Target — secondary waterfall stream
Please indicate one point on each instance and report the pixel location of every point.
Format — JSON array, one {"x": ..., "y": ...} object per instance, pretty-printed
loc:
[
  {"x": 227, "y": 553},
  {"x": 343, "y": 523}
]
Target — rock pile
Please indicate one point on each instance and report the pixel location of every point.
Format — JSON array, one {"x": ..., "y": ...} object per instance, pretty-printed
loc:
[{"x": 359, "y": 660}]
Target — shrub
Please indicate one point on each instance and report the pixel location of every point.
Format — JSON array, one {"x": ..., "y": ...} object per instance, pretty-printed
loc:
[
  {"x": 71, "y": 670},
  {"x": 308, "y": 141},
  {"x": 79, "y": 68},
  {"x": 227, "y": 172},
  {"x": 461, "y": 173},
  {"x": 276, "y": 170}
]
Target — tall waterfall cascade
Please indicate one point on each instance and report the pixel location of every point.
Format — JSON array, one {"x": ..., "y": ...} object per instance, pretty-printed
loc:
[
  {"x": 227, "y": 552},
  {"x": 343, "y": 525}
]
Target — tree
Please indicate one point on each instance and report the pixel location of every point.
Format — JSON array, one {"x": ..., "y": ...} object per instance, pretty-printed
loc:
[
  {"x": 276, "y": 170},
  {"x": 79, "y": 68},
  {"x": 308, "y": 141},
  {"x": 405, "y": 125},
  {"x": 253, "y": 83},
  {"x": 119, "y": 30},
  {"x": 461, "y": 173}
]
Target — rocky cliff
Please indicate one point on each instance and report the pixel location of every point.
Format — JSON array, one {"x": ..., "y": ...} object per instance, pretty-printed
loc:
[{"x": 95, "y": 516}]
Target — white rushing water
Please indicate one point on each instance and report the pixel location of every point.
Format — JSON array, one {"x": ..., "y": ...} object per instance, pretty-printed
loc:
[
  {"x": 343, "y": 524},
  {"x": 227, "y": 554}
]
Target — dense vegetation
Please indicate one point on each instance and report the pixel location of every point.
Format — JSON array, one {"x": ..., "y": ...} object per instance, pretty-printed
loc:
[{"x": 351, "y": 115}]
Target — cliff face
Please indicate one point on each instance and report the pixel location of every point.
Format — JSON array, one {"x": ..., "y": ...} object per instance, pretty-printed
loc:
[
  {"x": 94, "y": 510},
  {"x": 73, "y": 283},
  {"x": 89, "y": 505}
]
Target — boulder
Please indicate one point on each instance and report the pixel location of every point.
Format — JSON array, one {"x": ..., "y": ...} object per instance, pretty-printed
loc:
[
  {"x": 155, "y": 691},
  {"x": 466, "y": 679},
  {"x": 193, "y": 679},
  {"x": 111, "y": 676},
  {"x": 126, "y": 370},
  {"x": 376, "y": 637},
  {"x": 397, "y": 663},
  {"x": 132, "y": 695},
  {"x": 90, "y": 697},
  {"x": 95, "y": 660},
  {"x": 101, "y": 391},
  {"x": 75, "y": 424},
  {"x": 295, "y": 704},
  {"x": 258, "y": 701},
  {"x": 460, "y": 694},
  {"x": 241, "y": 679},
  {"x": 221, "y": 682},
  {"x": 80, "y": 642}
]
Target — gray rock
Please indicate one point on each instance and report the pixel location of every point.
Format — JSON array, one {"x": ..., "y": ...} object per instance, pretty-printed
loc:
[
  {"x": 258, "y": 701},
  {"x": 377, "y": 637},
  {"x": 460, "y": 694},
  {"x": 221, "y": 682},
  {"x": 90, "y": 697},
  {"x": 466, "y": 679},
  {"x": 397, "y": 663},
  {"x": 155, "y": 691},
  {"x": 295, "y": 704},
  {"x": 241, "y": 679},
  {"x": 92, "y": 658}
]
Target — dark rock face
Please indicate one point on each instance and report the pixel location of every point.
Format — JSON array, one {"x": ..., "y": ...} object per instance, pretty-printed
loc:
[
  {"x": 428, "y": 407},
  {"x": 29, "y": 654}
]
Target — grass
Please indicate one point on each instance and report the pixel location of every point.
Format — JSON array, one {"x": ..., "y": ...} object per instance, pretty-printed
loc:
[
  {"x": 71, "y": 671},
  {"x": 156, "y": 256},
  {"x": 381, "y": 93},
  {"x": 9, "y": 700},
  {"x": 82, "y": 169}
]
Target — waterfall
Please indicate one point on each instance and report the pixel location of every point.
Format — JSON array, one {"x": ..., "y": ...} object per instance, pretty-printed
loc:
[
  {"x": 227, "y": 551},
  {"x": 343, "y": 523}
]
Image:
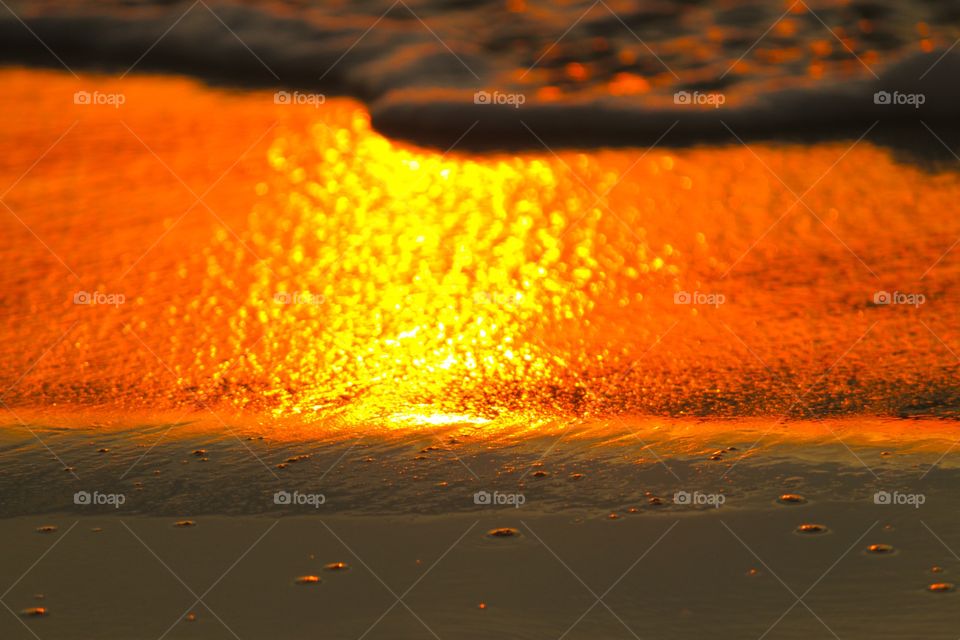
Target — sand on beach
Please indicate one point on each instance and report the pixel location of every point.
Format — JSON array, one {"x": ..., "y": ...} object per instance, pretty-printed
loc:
[{"x": 398, "y": 330}]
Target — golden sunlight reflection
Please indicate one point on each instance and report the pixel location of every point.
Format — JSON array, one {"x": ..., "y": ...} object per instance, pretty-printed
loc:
[{"x": 331, "y": 272}]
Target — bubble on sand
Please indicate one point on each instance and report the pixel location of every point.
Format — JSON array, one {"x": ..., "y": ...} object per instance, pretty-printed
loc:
[
  {"x": 880, "y": 549},
  {"x": 811, "y": 528}
]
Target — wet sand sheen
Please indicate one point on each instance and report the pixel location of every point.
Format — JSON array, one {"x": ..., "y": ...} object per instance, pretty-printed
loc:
[{"x": 331, "y": 270}]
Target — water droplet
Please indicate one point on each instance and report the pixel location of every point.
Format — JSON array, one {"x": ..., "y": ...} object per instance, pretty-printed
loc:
[{"x": 811, "y": 528}]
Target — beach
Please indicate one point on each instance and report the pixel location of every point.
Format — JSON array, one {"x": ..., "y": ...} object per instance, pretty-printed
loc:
[{"x": 366, "y": 356}]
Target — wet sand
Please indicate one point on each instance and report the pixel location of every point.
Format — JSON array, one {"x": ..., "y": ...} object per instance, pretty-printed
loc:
[{"x": 551, "y": 361}]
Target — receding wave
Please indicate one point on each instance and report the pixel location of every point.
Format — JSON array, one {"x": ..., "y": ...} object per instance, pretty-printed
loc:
[{"x": 522, "y": 74}]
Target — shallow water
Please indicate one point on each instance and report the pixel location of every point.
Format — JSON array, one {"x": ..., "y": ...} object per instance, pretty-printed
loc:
[
  {"x": 429, "y": 70},
  {"x": 330, "y": 272}
]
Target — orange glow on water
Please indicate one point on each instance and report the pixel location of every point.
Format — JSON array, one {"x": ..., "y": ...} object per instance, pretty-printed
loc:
[{"x": 332, "y": 271}]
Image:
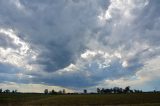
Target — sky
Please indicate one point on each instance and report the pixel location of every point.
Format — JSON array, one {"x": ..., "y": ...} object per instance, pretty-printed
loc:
[{"x": 79, "y": 44}]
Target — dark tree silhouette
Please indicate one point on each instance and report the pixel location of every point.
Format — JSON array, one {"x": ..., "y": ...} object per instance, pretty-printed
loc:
[
  {"x": 1, "y": 90},
  {"x": 127, "y": 89},
  {"x": 46, "y": 91},
  {"x": 64, "y": 91},
  {"x": 7, "y": 91},
  {"x": 85, "y": 91},
  {"x": 98, "y": 91}
]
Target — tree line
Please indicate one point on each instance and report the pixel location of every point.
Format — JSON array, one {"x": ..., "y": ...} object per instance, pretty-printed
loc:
[{"x": 114, "y": 90}]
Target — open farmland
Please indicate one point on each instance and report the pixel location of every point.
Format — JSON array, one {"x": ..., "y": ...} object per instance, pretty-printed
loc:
[{"x": 139, "y": 99}]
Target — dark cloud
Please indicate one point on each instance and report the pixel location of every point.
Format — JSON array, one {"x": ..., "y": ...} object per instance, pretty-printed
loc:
[{"x": 48, "y": 39}]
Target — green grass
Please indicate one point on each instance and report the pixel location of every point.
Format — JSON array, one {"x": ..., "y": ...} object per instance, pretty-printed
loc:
[{"x": 141, "y": 99}]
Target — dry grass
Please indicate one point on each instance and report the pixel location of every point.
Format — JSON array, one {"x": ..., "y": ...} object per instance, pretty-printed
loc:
[{"x": 141, "y": 99}]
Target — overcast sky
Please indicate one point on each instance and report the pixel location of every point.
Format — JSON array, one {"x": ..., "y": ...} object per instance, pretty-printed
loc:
[{"x": 79, "y": 44}]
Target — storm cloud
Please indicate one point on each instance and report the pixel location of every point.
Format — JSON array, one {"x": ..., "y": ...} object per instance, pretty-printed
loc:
[{"x": 79, "y": 43}]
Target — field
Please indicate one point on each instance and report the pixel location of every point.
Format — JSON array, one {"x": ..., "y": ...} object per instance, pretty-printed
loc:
[{"x": 139, "y": 99}]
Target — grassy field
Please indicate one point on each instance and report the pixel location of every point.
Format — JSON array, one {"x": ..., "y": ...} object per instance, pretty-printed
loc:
[{"x": 141, "y": 99}]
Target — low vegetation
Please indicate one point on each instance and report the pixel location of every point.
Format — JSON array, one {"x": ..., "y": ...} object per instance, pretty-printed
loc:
[{"x": 103, "y": 97}]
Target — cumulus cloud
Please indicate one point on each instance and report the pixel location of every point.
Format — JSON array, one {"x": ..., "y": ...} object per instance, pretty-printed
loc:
[{"x": 78, "y": 43}]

• • •

• _과제 목표_
위 데이터에서 "Target — storm cloud" 문구가 들어 있는 줄부터 데이터의 마지막 줄까지, 양 끝 줄을 모두 포함하여 한 글자도 바꾸지 말고 옮겨 적으세요.

• _풀이 답안_
Target — storm cloud
Please indicate one point on each instance and report the pixel location of every point.
Format — JSON array, one {"x": ..., "y": ...} object per instance, pretty-printed
loc:
[{"x": 79, "y": 43}]
Target — field
Please indicate one point on each instance and report the pixel location of every point.
Format — JSON array, one {"x": ..., "y": ...} object per instance, pretty-printed
loc:
[{"x": 139, "y": 99}]
Target — grassy field
Please indicate one point on each instance and report the pixel location of every point.
Format — JSON array, one {"x": ..., "y": ...} object per instance, pretty-printed
loc:
[{"x": 141, "y": 99}]
Target — low vegetation
Please indicate one point on each instance and report the pixel location of every point.
Format — JSON array, one {"x": ..., "y": ...} object per instance, pretty-printed
loc:
[{"x": 103, "y": 97}]
Target — cumulus cloud
Please indicate one point on each instance and report the pixel location of every point.
Format — JSON array, one {"x": ..., "y": ...} object per instance, pretty-printed
loc:
[{"x": 78, "y": 43}]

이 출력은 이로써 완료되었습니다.